By Cindi Andrews
The Cincinnati Enquirer
Drake Center officials agreed Thursday to consider withdrawing their request for a March tax levy vote because of questions about why their costs for nursing-home care are at least twice that of other nursing homes.
And if they don't agree to wait until November, Hamilton County commissioners are poised to make the decision for them.
Drake, a long-term care hospital, wants almost $20 million a year from Hamilton County taxpayers beginning in 2005. That would be a 39 percent increase over the current levy.
Instead, the commissioners' tax levy review committee unanimously recommended Thursday that Drake wait for the November 2004 ballot.
An outside review resulted in more questions than answers, the committee said, and it wants to get a second opinion from an expert in hospital finance.
"I think there is almost unanimous discomfort with our lack of understanding about what they do and how they spend their money," committee Chairman George Vincent said.
Drake said it needs more money mostly to compensate for losses in its skilled-nursing facility, which takes Hamilton County residents regardless of their ability to pay. The hospital's more intensive long-term acute-care and rehabilitation services are on solid financial footing.
President and CEO Roberta Bradford said Thursday that she would poll the Drake board - made up of two-thirds University Hospital appointees and one-third county appointees - about delaying the hospital's levy request. A November levy, if successful, would still take effect in 2005.
The hospital could ask commissioners for a March levy despite the committee's recommendation, but the request would fall on deaf ears.
Commissioner Phil Heimlich wants a delay to give the county time to see whether another operator can more efficiently run Drake's skilled-nursing facility, he said Thursday.
"At this point I wouldn't agree to put it on until we get other facilities to put in proposals," Heimlich said.
Commissioner John Dowlin was out of town and unavailable for comment, but even if he supported the levy, that wouldn't be enough for passage. The third commissioner, Todd Portune, said he would abstain from voting on Drake because he's getting physical therapy there after spinal surgery this year.

Exercise directions
Write the next few paragraphs of the Drake Center tax levy article, picking up after its last sentence.

Input data
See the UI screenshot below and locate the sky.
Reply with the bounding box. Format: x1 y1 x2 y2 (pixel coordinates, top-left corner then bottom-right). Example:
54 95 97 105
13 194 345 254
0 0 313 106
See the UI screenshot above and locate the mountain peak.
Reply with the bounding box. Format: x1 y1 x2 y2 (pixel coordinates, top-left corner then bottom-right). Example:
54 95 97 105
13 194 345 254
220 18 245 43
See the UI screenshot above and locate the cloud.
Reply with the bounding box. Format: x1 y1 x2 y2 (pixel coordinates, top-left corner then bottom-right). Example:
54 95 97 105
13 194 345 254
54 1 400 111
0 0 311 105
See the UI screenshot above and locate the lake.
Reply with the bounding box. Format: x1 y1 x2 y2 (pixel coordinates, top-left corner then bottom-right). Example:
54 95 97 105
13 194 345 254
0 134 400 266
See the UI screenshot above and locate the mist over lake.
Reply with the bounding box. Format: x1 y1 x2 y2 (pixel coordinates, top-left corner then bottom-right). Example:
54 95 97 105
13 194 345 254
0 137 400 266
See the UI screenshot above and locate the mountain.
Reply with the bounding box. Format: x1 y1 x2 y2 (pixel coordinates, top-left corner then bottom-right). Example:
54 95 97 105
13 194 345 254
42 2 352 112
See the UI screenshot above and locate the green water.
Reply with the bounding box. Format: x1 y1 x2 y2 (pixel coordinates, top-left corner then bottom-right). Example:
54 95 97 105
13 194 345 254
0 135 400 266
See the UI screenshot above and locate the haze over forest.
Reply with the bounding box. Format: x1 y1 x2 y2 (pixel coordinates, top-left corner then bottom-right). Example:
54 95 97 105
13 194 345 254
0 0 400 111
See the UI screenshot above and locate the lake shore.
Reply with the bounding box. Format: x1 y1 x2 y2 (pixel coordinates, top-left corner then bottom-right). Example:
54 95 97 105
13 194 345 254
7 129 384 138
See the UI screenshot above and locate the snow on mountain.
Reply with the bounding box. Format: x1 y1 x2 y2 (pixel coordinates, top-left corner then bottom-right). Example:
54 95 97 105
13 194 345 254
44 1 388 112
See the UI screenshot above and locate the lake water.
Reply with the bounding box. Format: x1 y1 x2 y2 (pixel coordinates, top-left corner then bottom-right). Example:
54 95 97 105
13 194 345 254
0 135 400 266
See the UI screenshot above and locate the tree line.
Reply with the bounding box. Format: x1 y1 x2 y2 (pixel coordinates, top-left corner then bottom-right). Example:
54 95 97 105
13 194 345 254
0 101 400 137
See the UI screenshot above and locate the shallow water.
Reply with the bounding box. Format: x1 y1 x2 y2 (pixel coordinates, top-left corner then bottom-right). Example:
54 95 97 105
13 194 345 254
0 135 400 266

Answer box
Drake leaders say the costs for their skilled-nursing facility are twice as high as regular nursing homes because Drake takes the most difficult cases - usually people who've had an accident or other catastrophic problem rather than the elderly people that populate most nursing homes.
Even though skilled nursing is the money-loser, Bradford said, it can't just be lopped off. Patients often move among the levels of care, and resources are shared.
"The doctors float back and forth; the lab services are for both," Bradford said.
Drake has provided long-term hospital care in Hamilton County for more than a century and a half. It was run by the county until University Hospital was brought in as a partner in 1989 after the Donald Harvey murders. The former nurse's aide admitted killing 24 patients.
The committee commended Drake for its turnaround since then, which included expanding its outpatient rehab services.
"Drake has done a spectacular job with changing that image and becoming a world-class facility," Vincent said.
Still, committee member Chris Finney, an antitax activist, questioned whether taxpayers should pick up the tab for that care, noting taxpayers elsewhere don't.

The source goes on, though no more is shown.